◆ Assigned task 1 ◆
Answer these three questions from the Goldenmotor thread, each on its own line:
(a) According to ishiwgao, who uses many of these motors?
(b) What horsepower figure does nucleus give for 20 kW?
(c) What does Karter2 suggest comparing instead?
◆ Assigned task 2 ◆
In the Goldenmotor thread, what reasons does ICEICEbaybee give for believing an electric motor's power should count for more in ICE numbers? Answer in one to three sentences.

*** Selected text Section Begins ***

# Is anybody using Goldenmotor?



## ishiwgao (May 5, 2011)

I know that many are used by universities and schools participatingin the Shell Eco Marathon races. I personally have no experience in using it though.


----------



## nucleus (May 18, 2012)

20Kw = 27 HP, that's pretty low power.


----------



## ICEICEbaybee (Jan 28, 2017)

nucleus said:


> 20Kw = 27 HP, that's pretty low power.


ICE motor puts out around 60 hp on my bike, if I remember correctly. Isn't an electric motor more efficient? That would make it roughly 54 hp in ICE numbers.


----------



## Karter2 (Nov 17, 2011)

ICEICEbaybee said:


> ICE motor puts out around 60 hp on my bike, if I remember correctly. Isn't an electric motor more efficient? That would make it roughly 54 hp in ICE numbers.


???.. Can you explain that little power/efficiency conversion ?

I suggest you compare Torque and rpm instead.


----------



## ICEICEbaybee (Jan 28, 2017)

Karter2 said:


> ???.. Can you explain that little power/efficiency conversion ?
> 
> I suggest you compare Torque and rpm instead.


 I couldn't explain it if I tried to but maybe this helps??

https://youtu.be/dSVc2SrXVIk

Or read...

https://evmc2.wordpress.com/2012/04/06/electric-motor-hp-ratings-and-other-secrets-of-the-universe/

What i gather? A combustion engine doesn't produce off-the-line power as an electric motor can thus working less efficiently. ICE is rated at gross power plus its usually around 85% efficient when it gets to its powerband. An electric motor produces torque from the get-go. Hope that is satisfactory for you. Please, correct me if I'm wrong. I originally posted question and not a statement. Thanks lots!


----------



## Karter2 (Nov 17, 2011)

ICEICEbaybee said:


> What i gather? A combustion engine doesn't produce off-the-line power as an electric motor can thus working less efficiently. ICE is rated at gross power plus its usually around 85% efficient when it gets to its powerband. An electric motor produces torque from the get-go. Hope that is satisfactory for you. Please, correct me if I'm wrong. I originally posted question and not a statement. Thanks lots!


You certainly have been misinformed, or misunderstood the information ,somewhere along the line !

*** Selected text Section Ends ***
*** Provided data Section Begins ***

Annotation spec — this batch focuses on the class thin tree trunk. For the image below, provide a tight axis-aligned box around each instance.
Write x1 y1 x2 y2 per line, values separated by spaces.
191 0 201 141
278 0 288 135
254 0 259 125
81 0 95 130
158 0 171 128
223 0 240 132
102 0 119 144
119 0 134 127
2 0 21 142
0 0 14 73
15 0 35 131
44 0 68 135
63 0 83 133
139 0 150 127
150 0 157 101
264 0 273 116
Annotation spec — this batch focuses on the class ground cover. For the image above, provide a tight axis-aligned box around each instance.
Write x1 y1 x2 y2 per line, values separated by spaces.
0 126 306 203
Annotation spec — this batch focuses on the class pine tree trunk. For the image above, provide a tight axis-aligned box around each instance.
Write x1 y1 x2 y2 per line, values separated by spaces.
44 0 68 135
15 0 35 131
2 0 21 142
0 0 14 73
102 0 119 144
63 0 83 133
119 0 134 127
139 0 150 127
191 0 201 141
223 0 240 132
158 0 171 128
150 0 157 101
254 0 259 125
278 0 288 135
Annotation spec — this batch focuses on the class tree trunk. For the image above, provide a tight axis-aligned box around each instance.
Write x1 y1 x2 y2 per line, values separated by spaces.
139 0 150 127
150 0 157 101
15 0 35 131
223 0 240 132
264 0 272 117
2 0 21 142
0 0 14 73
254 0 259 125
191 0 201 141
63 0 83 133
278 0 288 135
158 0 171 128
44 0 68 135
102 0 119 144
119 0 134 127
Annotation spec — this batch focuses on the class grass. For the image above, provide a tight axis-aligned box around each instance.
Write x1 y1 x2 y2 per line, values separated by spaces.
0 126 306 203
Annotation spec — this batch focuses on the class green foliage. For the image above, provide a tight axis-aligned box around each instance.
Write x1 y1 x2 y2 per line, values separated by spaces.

*** Provided data Section Ends ***

◆ Exercise response 1 ◆
(a) Universities and schools participating in the Shell Eco Marathon races.
(b) 27 HP.
(c) Torque and rpm.

◆ Exercise response 2 ◆
ICEICEbaybee says that a combustion engine does not produce off-the-line power the way an electric motor can, so it works less efficiently. ICEICEbaybee also says that an ICE is rated at gross power and is usually around 85% efficient once it reaches its powerband, whereas an electric motor produces torque from the get-go.